> [Objective]
Render the entries below as a Markdown table with the columns "Row" and "Line," starting at the line that contains "Confirm that each instance of the nostril" and continuing through the end of the entries. Number each row and leave out blank lines.

╭─ Available records

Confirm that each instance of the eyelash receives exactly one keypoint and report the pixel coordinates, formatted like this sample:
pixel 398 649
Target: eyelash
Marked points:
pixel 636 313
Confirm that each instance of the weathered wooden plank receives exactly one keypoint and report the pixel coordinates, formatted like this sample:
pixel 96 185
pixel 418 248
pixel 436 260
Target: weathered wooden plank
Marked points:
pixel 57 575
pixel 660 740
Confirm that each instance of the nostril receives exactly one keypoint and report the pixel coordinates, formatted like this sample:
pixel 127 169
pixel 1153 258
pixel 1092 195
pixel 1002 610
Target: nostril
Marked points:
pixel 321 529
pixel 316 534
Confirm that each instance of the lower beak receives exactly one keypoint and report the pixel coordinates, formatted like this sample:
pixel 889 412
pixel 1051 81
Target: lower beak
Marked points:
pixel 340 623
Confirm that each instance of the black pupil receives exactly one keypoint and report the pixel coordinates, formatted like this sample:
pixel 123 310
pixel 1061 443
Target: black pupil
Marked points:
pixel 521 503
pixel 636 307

╰─

> [Result]
| Row | Line |
|---|---|
| 1 | Confirm that each instance of the nostril receives exactly one keypoint and report the pixel coordinates, formatted like this sample: |
| 2 | pixel 127 169 |
| 3 | pixel 1153 258 |
| 4 | pixel 1092 195 |
| 5 | pixel 1002 610 |
| 6 | Target: nostril |
| 7 | Marked points: |
| 8 | pixel 321 529 |
| 9 | pixel 316 534 |
| 10 | Confirm that each instance of the lower beak receives exactly one keypoint and report the pixel coordinates, formatted like this sample: |
| 11 | pixel 889 412 |
| 12 | pixel 1051 81 |
| 13 | Target: lower beak |
| 14 | Marked points: |
| 15 | pixel 340 623 |
| 16 | Confirm that each instance of the black pupil receives exactly one keypoint and report the pixel coordinates, formatted like this sample: |
| 17 | pixel 123 310 |
| 18 | pixel 1061 443 |
| 19 | Target: black pupil |
| 20 | Marked points: |
| 21 | pixel 521 503 |
| 22 | pixel 636 307 |